_WRITTEN TASK_: Render the rows below as a Markdown table with two columns, No. and Line. Number each row in No., put its text in Line, and skip blank lines.

_DATA ENTRIES_:
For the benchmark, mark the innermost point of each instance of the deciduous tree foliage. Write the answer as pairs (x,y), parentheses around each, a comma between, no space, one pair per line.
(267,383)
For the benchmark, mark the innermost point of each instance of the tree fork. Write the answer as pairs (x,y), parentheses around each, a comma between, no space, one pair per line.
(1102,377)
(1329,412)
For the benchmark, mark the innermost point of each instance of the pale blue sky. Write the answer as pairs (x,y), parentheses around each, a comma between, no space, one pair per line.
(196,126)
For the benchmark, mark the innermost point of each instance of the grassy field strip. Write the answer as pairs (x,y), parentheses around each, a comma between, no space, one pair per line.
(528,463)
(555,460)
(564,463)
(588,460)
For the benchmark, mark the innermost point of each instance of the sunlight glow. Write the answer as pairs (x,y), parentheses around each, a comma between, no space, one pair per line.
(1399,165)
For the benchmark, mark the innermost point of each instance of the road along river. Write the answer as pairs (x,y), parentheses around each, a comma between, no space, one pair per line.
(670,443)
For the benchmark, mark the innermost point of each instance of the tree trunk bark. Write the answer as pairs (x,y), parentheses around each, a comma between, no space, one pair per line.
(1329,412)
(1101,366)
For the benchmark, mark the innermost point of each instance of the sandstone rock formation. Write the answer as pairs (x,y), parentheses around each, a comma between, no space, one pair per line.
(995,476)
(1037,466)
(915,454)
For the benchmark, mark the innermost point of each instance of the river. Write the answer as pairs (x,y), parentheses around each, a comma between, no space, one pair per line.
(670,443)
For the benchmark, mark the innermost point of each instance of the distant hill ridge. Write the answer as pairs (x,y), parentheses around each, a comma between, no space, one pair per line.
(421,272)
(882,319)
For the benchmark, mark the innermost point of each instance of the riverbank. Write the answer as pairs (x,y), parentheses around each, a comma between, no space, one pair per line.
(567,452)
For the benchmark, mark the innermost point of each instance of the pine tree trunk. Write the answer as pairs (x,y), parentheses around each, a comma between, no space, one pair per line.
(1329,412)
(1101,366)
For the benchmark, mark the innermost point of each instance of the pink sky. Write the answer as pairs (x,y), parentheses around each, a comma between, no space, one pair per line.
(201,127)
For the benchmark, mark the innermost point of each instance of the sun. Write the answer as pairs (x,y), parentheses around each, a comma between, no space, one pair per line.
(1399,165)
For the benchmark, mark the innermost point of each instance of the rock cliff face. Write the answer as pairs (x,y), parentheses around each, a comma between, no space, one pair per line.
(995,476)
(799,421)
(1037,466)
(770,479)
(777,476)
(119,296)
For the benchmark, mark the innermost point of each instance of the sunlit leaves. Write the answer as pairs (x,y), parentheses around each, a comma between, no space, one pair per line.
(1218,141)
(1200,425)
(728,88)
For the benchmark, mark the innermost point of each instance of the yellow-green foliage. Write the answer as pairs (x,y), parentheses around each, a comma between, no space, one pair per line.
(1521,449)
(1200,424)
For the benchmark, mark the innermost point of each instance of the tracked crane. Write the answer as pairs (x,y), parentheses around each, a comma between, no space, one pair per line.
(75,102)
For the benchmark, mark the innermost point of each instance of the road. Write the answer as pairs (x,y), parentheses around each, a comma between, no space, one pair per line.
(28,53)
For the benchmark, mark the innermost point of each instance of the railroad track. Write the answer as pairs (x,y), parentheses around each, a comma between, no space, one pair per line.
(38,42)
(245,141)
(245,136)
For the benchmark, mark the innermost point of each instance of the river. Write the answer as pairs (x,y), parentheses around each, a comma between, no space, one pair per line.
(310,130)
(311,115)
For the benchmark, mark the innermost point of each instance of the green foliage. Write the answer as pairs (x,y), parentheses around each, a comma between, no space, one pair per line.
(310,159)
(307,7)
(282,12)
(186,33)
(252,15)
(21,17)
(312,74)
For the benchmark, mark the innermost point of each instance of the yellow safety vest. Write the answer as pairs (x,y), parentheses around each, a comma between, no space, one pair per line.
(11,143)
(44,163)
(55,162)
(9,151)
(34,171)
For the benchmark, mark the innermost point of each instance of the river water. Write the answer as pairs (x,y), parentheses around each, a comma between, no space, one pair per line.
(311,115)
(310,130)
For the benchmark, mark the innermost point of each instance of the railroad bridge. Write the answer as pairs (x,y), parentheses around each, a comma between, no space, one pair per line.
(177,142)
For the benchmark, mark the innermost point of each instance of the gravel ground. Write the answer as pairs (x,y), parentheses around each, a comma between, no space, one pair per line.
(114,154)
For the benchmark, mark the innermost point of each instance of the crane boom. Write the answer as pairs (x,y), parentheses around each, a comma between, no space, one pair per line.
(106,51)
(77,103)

_EXPECTED OUTPUT_:
| No. | Line |
|---|---|
| 1 | For the benchmark, mark the innermost point of each instance of the deciduous tree foliage. Write the answer as pairs (x,y), parentheses around each, a comma between, no space, one pair per line. |
| 2 | (267,383) |
| 3 | For the benchmark, mark the innermost point of each instance of the tree fork. Write the answer as pairs (x,y), parentheses around each, a comma between, no space, one pair per line. |
| 4 | (1102,377) |
| 5 | (1329,412) |
| 6 | For the benchmark, mark the innermost point of each instance of the pale blue sky. Write the answer as pairs (x,y), parentheses around each, a comma between, no space, one pair per line. |
| 7 | (196,126) |
| 8 | For the benchmark, mark the innermost point of each instance of the grassy field strip. Write the answer as pairs (x,y), parentheses around each, a comma between, no space, one pair per line. |
| 9 | (528,463) |
| 10 | (555,460) |
| 11 | (564,463) |
| 12 | (588,460) |
| 13 | For the benchmark, mark the innermost point of each instance of the sunlight glow. Write the answer as pairs (x,y), parentheses around each, a comma between, no space, one pair per line. |
| 14 | (1399,165) |
| 15 | For the benchmark, mark the innermost point of each instance of the road along river. Write the answer as pairs (x,y), parentheses around each, a comma between, no space, one pair per line. |
| 16 | (670,443) |
| 17 | For the benchmark, mark the innermost point of each instance of the tree trunk bark. Write the answer as pairs (x,y), parentheses around each, a comma between, no space, one pair per line. |
| 18 | (1329,412) |
| 19 | (1101,366) |
| 20 | For the benchmark, mark the innermost point of each instance of the sandstone rock formation. Write the answer as pairs (x,y), parentheses around each, a comma between, no space, one pair per line. |
| 21 | (995,476) |
| 22 | (1037,466) |
| 23 | (915,454) |
| 24 | For the benchmark, mark the innermost point of each instance of the river. Write the answer as pairs (x,y), parentheses around each, a comma between, no space, one pair per line. |
| 25 | (670,443) |
| 26 | For the benchmark, mark the innermost point of each instance of the distant hill ridge. Write the answer as pairs (x,y), parentheses around each, a comma between, no space, one pair per line. |
| 27 | (421,272) |
| 28 | (882,319) |
| 29 | For the benchmark, mark the innermost point of each instance of the riverbank. Write the answer as pairs (x,y), parentheses around each, a comma between, no space, one pair per line. |
| 30 | (567,452) |
| 31 | For the benchmark, mark the innermost point of each instance of the pine tree trunk. Write the answer as pairs (x,y), parentheses around each, a comma between, no space, one pair per line. |
| 32 | (1329,412) |
| 33 | (1101,366) |
| 34 | For the benchmark, mark the innermost point of each instance of the pink sky. Write the answer as pairs (x,y), parentheses around each, a comma between, no space, one pair per line. |
| 35 | (201,127) |
| 36 | For the benchmark, mark the innermost point of each instance of the sun. Write the answer as pairs (x,y), parentheses around each, a comma between, no space, one pair per line. |
| 37 | (1399,165) |
| 38 | For the benchmark, mark the innermost point of each instance of the rock cliff face. Write the answer as pairs (x,y), parentheses around each, a comma between, no space, one pair per line. |
| 39 | (995,476) |
| 40 | (799,421) |
| 41 | (1037,466) |
| 42 | (770,479) |
| 43 | (777,476) |
| 44 | (119,296) |
| 45 | For the benchmark, mark the innermost point of each instance of the sunlit leaves. Write the answer as pairs (x,y), parentheses around each, a comma between, no space, one pair per line. |
| 46 | (1218,141) |
| 47 | (1200,425) |
| 48 | (728,88) |
| 49 | For the benchmark, mark the innermost point of each instance of the yellow-green foliage. Write the answer as pairs (x,y), parentheses around each, a comma between, no space, one pair per line. |
| 50 | (1521,449) |
| 51 | (1200,424) |
| 52 | For the benchmark, mark the innermost point of each instance of the tracked crane. Write the answer as pairs (x,y), parentheses around each, a comma between, no space, one pair per line. |
| 53 | (75,102) |
| 54 | For the benchmark, mark the innermost point of each instance of the road. Write the answer as pairs (x,y), parentheses around each, a comma between, no space, one pair per line. |
| 55 | (28,53) |
| 56 | For the benchmark, mark the innermost point of each instance of the railroad track. Write the answer as pairs (x,y), parentheses around each, a comma between, no space, one pair per line. |
| 57 | (38,42) |
| 58 | (245,141) |
| 59 | (245,136) |
| 60 | For the benchmark, mark the innermost point of each instance of the river. Write the answer as pairs (x,y), parentheses around each, a comma between, no space, one pair per line. |
| 61 | (310,130) |
| 62 | (311,115) |
| 63 | For the benchmark, mark the innermost point of each instance of the green foliage. Write the answer as pairs (x,y), parentheses around each, a comma between, no space, one pair per line. |
| 64 | (310,159) |
| 65 | (307,7) |
| 66 | (282,12) |
| 67 | (186,33) |
| 68 | (252,15) |
| 69 | (21,17) |
| 70 | (312,74) |
| 71 | For the benchmark, mark the innermost point of each instance of the yellow safety vest. Write the answer as pairs (x,y), parentheses around each, a comma between, no space, one pair per line. |
| 72 | (11,143) |
| 73 | (44,163) |
| 74 | (55,162) |
| 75 | (9,151) |
| 76 | (34,171) |
| 77 | For the benchmark, mark the innermost point of each instance of the river water. Write the answer as pairs (x,y), parentheses around each, a comma between, no space, one pair per line. |
| 78 | (311,115) |
| 79 | (310,130) |
| 80 | For the benchmark, mark the innermost point of each instance of the railroad bridge. Write the answer as pairs (x,y), parentheses around each, a comma between, no space, one pair per line. |
| 81 | (177,142) |
| 82 | For the benchmark, mark the innermost point of each instance of the gravel ground. Write the answer as pairs (x,y), parentheses around each, a comma between, no space, one pair per line. |
| 83 | (114,154) |
| 84 | For the benchmark, mark the innermost point of each instance of the crane boom. Write the answer as pairs (x,y), parentheses around each, a comma between, no space, one pair per line. |
| 85 | (106,51) |
| 86 | (77,103) |